Spiega dunque il ricercatore: “anche l’Abruzzo è in una fase di ripresa post covid per quanto riguarda i flussi turistici, al pari di altre regioni, ma la ripresa è molto più lenta e più contenuta, la velocità di recupero inferiore, rispetto a quella di altre regioni. Eppure l’Abruzzo, in particolare le sue località montane e le aree protette, proprio nei due anni della pandemia, hanno registrato un boom, con la limitazione della mobilità verso l’estero. Non si è riuscito purtroppo in altri termini a capitalizzare questo vantaggio, questo aumento del flusso tornando sostanzialmente alla situazione precovid”.
Se poi allarghiamo lo sguardo, prosegue Bazzucchi, negli ultimi 15 anni, “ci si accorge che l’Abruzzo dopo il sisma del 6 aprile 2009 è precipitato verso il basso, quasi scomparso da radar turistici sia nazionali che internazionali, e oggi si colloca oggi a circa il 15-20 punti percentuali al di sotto dei livelli di 20 anni fa, continuando a detenere una quota molto modesta del turismo nazionale”.

■ Istruzioni del compito ■
Riscrivi per intero, parola per parola, il brano sul turismo in Abruzzo riportato sopra.

■ Dati estratti ■
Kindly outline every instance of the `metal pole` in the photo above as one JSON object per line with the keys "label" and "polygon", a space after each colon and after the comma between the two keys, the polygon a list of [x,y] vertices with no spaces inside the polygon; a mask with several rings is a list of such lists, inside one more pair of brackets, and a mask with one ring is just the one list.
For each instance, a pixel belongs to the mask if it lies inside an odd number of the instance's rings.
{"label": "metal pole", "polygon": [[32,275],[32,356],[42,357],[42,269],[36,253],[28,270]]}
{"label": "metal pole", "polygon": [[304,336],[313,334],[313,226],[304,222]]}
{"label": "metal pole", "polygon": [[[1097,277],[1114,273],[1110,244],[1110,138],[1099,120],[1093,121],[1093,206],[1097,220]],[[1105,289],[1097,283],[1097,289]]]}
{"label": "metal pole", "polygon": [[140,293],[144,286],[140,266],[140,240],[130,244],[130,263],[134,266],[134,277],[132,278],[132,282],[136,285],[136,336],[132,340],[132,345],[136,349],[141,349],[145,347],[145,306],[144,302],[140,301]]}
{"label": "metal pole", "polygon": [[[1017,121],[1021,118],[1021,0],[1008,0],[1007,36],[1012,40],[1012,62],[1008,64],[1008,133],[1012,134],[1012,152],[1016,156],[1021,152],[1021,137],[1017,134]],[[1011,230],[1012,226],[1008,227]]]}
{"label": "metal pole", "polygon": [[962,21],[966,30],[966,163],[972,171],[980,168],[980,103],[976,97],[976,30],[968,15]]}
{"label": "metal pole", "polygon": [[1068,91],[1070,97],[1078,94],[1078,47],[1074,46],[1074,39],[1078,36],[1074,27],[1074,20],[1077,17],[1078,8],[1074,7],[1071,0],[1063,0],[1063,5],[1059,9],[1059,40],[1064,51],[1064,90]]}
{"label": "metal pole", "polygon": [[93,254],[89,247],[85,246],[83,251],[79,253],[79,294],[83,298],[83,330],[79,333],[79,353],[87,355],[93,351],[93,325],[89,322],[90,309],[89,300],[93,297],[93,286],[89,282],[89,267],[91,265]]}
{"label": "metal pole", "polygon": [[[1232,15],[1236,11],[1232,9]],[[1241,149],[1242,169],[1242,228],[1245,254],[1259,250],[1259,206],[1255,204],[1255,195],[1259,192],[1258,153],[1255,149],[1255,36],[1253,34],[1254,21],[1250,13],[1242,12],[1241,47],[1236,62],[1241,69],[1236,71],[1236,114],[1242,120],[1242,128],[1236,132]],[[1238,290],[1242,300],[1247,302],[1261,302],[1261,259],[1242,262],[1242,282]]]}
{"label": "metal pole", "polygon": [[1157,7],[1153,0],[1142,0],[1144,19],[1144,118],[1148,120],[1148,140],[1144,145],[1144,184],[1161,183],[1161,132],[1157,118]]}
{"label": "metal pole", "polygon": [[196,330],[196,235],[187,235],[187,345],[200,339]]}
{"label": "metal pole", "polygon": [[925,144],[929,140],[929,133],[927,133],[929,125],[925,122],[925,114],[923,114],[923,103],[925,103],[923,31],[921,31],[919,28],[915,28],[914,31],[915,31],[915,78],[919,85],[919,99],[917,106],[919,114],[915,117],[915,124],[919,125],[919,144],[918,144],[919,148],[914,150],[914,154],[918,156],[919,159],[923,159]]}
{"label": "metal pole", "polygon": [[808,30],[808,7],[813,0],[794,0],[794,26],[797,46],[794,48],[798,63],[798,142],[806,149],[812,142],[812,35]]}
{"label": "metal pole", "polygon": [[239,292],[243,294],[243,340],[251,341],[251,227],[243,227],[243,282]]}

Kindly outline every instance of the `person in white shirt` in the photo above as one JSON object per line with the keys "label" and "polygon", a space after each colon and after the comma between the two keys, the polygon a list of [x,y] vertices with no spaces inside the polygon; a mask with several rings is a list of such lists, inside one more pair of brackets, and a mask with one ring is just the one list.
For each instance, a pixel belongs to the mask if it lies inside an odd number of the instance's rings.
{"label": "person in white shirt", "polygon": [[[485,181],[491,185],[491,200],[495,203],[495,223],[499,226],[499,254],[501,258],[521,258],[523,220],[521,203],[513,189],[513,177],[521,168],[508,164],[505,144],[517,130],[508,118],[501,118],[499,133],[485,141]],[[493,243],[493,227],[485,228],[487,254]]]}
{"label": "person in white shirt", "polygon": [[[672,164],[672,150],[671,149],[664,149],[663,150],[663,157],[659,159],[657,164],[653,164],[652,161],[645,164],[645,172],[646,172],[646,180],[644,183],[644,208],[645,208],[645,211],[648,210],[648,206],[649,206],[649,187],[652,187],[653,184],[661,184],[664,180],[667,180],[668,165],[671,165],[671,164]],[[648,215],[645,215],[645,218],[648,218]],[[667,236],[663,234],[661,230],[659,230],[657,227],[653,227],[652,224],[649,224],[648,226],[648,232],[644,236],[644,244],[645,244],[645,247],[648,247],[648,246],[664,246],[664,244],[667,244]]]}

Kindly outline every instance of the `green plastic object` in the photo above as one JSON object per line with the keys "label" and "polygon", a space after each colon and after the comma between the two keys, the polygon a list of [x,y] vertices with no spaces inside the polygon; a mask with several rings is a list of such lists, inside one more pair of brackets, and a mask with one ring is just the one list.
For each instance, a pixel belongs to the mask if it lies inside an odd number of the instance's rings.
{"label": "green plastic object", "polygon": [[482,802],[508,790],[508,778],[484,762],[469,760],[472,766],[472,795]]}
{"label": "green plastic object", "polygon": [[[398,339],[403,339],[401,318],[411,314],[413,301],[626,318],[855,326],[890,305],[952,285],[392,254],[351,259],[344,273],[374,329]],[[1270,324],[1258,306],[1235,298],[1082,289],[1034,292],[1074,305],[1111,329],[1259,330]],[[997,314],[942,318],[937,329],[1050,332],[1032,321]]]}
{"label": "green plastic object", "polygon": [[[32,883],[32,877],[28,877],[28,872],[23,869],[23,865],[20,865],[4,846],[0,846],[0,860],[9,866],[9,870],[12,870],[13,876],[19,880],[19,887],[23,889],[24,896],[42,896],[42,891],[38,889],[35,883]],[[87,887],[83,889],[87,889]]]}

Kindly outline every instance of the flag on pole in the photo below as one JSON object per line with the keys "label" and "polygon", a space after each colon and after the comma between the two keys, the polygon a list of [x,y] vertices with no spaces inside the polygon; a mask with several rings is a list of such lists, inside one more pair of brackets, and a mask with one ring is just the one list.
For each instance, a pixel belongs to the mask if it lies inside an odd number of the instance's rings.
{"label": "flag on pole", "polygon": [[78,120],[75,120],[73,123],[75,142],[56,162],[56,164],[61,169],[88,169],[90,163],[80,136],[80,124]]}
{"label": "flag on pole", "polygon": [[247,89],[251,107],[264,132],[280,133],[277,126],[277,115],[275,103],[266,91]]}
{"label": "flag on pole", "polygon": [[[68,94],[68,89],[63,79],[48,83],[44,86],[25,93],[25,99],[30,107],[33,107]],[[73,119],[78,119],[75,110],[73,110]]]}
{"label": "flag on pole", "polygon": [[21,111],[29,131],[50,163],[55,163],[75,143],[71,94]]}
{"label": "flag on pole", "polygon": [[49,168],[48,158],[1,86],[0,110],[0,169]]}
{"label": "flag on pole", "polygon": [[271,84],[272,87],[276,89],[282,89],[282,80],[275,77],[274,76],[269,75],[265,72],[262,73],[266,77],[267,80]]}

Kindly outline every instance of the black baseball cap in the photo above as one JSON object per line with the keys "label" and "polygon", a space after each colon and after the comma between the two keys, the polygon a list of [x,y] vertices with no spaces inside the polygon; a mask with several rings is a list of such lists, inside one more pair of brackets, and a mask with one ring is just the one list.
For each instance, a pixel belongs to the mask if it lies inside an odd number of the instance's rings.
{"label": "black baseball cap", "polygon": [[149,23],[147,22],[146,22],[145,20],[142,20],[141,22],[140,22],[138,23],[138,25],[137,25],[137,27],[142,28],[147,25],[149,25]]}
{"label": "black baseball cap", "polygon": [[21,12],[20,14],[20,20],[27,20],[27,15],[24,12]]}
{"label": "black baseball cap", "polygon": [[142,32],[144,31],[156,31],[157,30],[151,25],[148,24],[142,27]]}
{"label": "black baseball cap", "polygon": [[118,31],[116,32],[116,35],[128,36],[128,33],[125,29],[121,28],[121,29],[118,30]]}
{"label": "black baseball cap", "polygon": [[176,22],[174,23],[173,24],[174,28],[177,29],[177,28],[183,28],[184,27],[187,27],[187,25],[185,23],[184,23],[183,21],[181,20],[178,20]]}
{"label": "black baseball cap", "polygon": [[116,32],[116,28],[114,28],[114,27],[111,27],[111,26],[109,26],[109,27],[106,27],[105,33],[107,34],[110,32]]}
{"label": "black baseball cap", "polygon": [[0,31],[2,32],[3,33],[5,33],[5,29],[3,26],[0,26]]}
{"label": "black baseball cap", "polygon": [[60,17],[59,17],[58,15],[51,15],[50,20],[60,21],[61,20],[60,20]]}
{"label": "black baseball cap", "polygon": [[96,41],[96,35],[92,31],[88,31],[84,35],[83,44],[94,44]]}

■ Risposta ■
Spiega dunque il ricercatore: “anche l’Abruzzo è in una fase di ripresa post covid per quanto riguarda i flussi turistici, al pari di altre regioni, ma la ripresa è molto più lenta e più contenuta, la velocità di recupero inferiore, rispetto a quella di altre regioni. Eppure l’Abruzzo, in particolare le sue località montane e le aree protette, proprio nei due anni della pandemia, hanno registrato un boom, con la limitazione della mobilità verso l’estero. Non si è riuscito purtroppo in altri termini a capitalizzare questo vantaggio, questo aumento del flusso tornando sostanzialmente alla situazione precovid”.
Se poi allarghiamo lo sguardo, prosegue Bazzucchi, negli ultimi 15 anni, “ci si accorge che l’Abruzzo dopo il sisma del 6 aprile 2009 è precipitato verso il basso, quasi scomparso da radar turistici sia nazionali che internazionali, e oggi si colloca oggi a circa il 15-20 punti percentuali al di sotto dei livelli di 20 anni fa, continuando a detenere una quota molto modesta del turismo nazionale”.